=== Exercise brief ===
List every line in the dataset excerpt that contains the word "black", matching case exactly.

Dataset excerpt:
## Start

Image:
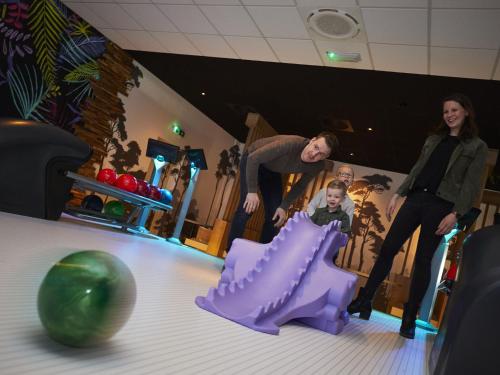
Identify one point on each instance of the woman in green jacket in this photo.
(441, 187)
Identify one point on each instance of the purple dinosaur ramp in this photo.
(266, 285)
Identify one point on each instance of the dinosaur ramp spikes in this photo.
(265, 286)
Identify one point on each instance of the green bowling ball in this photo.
(86, 298)
(114, 208)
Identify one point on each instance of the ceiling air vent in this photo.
(333, 23)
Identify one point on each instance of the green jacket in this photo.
(461, 181)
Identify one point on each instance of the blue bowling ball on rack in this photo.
(166, 196)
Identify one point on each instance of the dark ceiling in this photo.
(305, 100)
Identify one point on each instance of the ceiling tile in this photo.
(279, 22)
(96, 1)
(181, 2)
(231, 20)
(114, 15)
(496, 76)
(217, 2)
(465, 4)
(327, 3)
(132, 1)
(394, 3)
(142, 40)
(460, 62)
(295, 51)
(188, 18)
(470, 28)
(149, 17)
(117, 38)
(399, 58)
(249, 48)
(361, 48)
(269, 2)
(396, 26)
(212, 45)
(175, 43)
(88, 15)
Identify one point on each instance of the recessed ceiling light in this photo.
(343, 56)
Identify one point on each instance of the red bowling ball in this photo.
(155, 193)
(127, 182)
(107, 176)
(143, 188)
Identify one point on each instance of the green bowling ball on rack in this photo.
(114, 208)
(86, 298)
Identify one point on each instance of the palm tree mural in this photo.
(223, 168)
(231, 171)
(124, 160)
(366, 224)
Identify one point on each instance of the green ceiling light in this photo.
(331, 55)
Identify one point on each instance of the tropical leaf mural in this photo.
(47, 24)
(57, 69)
(27, 89)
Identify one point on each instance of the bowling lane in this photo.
(167, 333)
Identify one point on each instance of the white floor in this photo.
(167, 333)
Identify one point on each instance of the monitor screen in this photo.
(168, 151)
(197, 156)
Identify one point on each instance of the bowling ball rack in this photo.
(127, 223)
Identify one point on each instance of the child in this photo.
(335, 194)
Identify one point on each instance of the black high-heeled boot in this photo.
(408, 324)
(362, 305)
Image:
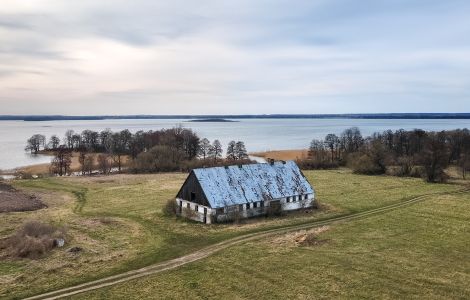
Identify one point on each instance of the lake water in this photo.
(258, 134)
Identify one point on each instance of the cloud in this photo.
(119, 57)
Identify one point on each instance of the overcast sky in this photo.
(234, 56)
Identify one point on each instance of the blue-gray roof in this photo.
(226, 186)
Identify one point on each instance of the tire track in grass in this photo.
(209, 250)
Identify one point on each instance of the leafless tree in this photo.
(231, 150)
(240, 150)
(215, 152)
(35, 143)
(61, 162)
(204, 147)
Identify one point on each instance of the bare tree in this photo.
(332, 141)
(86, 162)
(215, 152)
(61, 162)
(104, 163)
(35, 143)
(240, 150)
(204, 147)
(231, 151)
(68, 139)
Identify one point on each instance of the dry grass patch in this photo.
(33, 240)
(283, 154)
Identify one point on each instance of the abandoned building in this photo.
(242, 191)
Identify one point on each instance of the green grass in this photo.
(419, 252)
(119, 223)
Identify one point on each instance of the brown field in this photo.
(14, 200)
(283, 154)
(75, 166)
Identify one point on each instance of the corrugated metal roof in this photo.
(225, 186)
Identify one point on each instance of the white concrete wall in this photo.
(246, 213)
(196, 215)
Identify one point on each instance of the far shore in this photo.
(37, 169)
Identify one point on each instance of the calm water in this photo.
(258, 135)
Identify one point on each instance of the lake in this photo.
(258, 134)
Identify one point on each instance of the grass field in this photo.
(283, 154)
(118, 222)
(419, 252)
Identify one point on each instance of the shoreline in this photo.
(260, 157)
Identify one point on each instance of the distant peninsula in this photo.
(214, 118)
(210, 120)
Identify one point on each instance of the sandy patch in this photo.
(12, 200)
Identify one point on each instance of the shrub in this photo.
(33, 240)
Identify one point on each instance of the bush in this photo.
(33, 240)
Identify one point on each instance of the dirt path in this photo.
(207, 251)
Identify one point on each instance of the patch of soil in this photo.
(13, 200)
(301, 238)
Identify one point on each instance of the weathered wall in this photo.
(191, 185)
(193, 213)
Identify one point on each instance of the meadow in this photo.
(118, 223)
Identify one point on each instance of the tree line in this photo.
(171, 149)
(402, 153)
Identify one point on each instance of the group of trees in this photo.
(404, 153)
(172, 149)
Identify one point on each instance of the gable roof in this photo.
(226, 186)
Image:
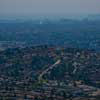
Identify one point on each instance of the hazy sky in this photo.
(48, 7)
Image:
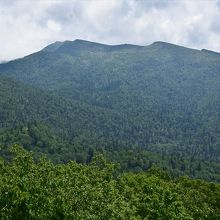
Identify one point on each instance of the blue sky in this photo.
(29, 25)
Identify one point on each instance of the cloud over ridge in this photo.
(27, 26)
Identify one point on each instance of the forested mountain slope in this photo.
(161, 98)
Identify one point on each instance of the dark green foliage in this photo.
(140, 106)
(43, 190)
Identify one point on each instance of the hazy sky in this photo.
(29, 25)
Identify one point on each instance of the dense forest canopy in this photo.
(140, 106)
(31, 189)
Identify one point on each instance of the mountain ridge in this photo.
(160, 101)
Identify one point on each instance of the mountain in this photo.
(139, 105)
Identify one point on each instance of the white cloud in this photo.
(28, 25)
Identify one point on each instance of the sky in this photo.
(27, 26)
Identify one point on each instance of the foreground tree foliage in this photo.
(40, 189)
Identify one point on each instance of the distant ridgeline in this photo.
(140, 106)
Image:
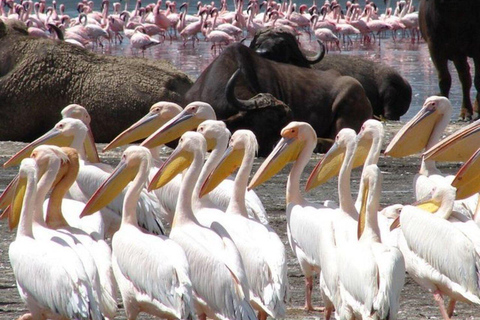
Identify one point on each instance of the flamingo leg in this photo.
(437, 295)
(308, 293)
(262, 315)
(451, 307)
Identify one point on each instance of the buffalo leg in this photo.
(476, 81)
(466, 79)
(444, 78)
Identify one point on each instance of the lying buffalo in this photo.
(39, 77)
(389, 93)
(325, 99)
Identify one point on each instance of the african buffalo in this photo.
(389, 93)
(452, 32)
(325, 99)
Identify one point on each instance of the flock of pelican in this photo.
(221, 259)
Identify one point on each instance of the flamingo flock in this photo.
(190, 241)
(151, 25)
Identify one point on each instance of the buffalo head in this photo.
(279, 45)
(263, 114)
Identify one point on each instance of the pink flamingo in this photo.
(142, 41)
(192, 29)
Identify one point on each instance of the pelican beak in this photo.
(428, 203)
(173, 129)
(287, 150)
(7, 196)
(467, 177)
(414, 136)
(139, 130)
(54, 137)
(395, 224)
(363, 211)
(178, 161)
(459, 146)
(231, 161)
(110, 188)
(90, 148)
(326, 168)
(15, 208)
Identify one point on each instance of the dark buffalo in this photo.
(389, 93)
(325, 99)
(452, 31)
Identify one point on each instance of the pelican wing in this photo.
(53, 277)
(449, 253)
(215, 282)
(156, 267)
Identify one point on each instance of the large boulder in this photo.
(39, 77)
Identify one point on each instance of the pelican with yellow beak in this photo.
(445, 265)
(261, 249)
(72, 132)
(305, 220)
(167, 290)
(50, 277)
(217, 272)
(421, 133)
(190, 118)
(370, 287)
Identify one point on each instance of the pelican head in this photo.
(242, 142)
(63, 134)
(159, 114)
(294, 138)
(415, 135)
(467, 177)
(459, 146)
(213, 130)
(333, 159)
(181, 158)
(134, 159)
(193, 114)
(372, 180)
(76, 111)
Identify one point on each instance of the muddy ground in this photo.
(416, 303)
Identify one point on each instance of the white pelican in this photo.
(262, 251)
(72, 132)
(66, 173)
(305, 220)
(422, 132)
(49, 275)
(190, 118)
(152, 271)
(371, 274)
(218, 276)
(439, 255)
(343, 222)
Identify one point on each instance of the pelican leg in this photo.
(308, 293)
(451, 307)
(262, 315)
(437, 295)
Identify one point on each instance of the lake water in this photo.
(411, 60)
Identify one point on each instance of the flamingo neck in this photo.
(28, 209)
(129, 209)
(293, 183)
(344, 192)
(184, 211)
(237, 202)
(212, 161)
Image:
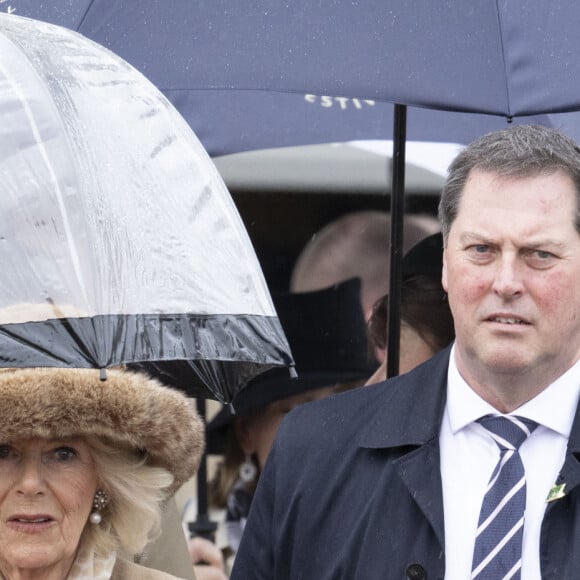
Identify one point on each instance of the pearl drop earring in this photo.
(100, 500)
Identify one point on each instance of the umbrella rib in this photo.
(503, 53)
(53, 178)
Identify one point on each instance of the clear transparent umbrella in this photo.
(119, 241)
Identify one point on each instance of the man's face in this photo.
(512, 272)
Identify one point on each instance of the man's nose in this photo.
(508, 277)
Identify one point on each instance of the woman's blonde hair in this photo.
(136, 491)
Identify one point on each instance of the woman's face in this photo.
(46, 493)
(256, 431)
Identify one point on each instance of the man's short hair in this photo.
(520, 151)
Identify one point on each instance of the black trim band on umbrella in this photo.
(205, 355)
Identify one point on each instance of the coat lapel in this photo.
(416, 404)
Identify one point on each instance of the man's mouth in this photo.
(507, 320)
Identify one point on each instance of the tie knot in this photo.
(508, 431)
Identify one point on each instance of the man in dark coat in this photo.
(389, 481)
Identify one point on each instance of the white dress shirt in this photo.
(469, 455)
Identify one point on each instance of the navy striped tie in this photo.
(498, 542)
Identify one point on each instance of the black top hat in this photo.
(327, 334)
(424, 258)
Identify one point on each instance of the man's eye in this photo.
(65, 453)
(540, 259)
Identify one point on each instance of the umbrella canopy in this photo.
(510, 58)
(119, 241)
(267, 71)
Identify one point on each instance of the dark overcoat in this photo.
(352, 490)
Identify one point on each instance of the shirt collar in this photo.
(554, 408)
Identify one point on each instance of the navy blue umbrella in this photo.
(255, 75)
(243, 73)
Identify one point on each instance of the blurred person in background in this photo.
(356, 245)
(426, 320)
(327, 335)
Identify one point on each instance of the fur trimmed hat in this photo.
(129, 408)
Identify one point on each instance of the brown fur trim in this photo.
(128, 407)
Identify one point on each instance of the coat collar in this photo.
(415, 403)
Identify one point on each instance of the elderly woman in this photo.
(85, 465)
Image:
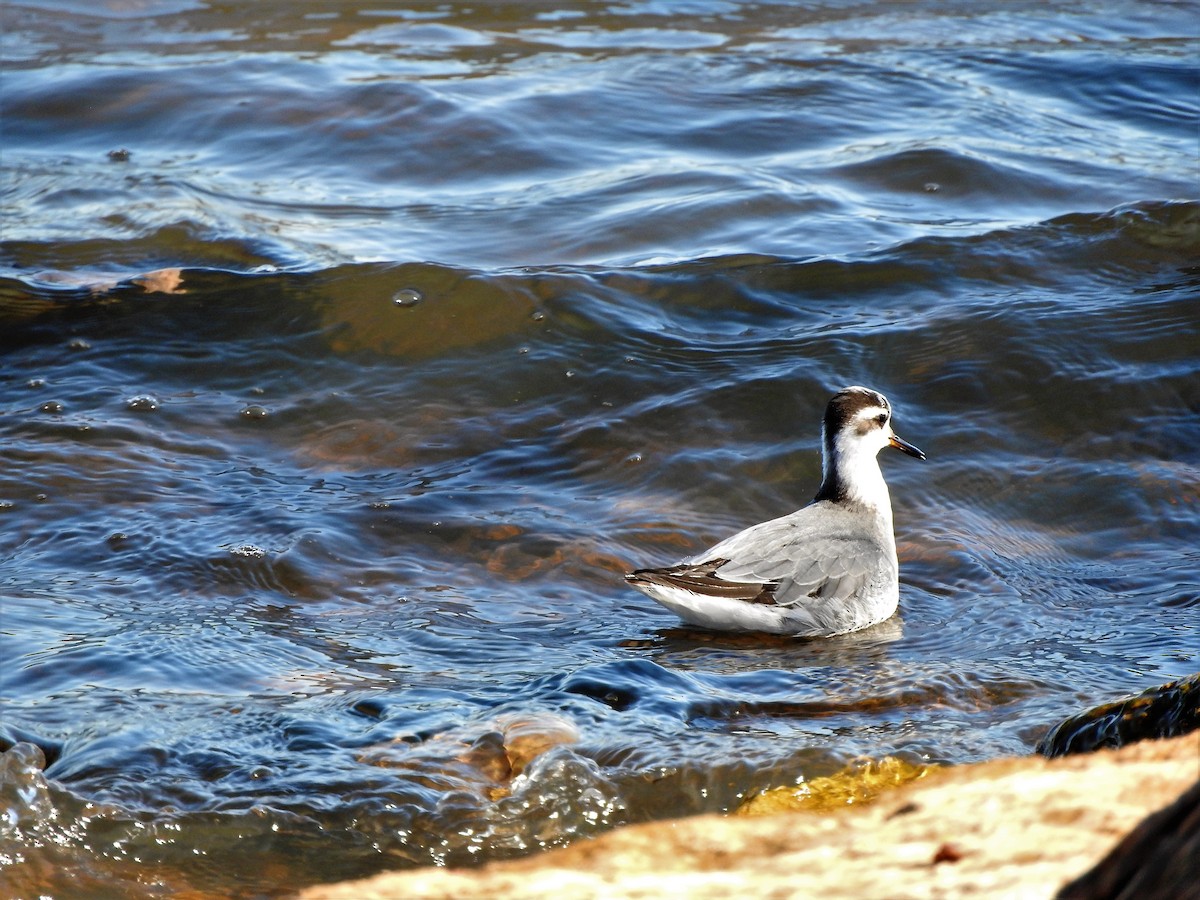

## End

=== Written answer ===
Identify one point on each instance of the black high-heeled boot in this photo.
Identify one point on each instance of the black trim band on umbrella in this photo.
Identify one point on each instance of the black top hat in this photo.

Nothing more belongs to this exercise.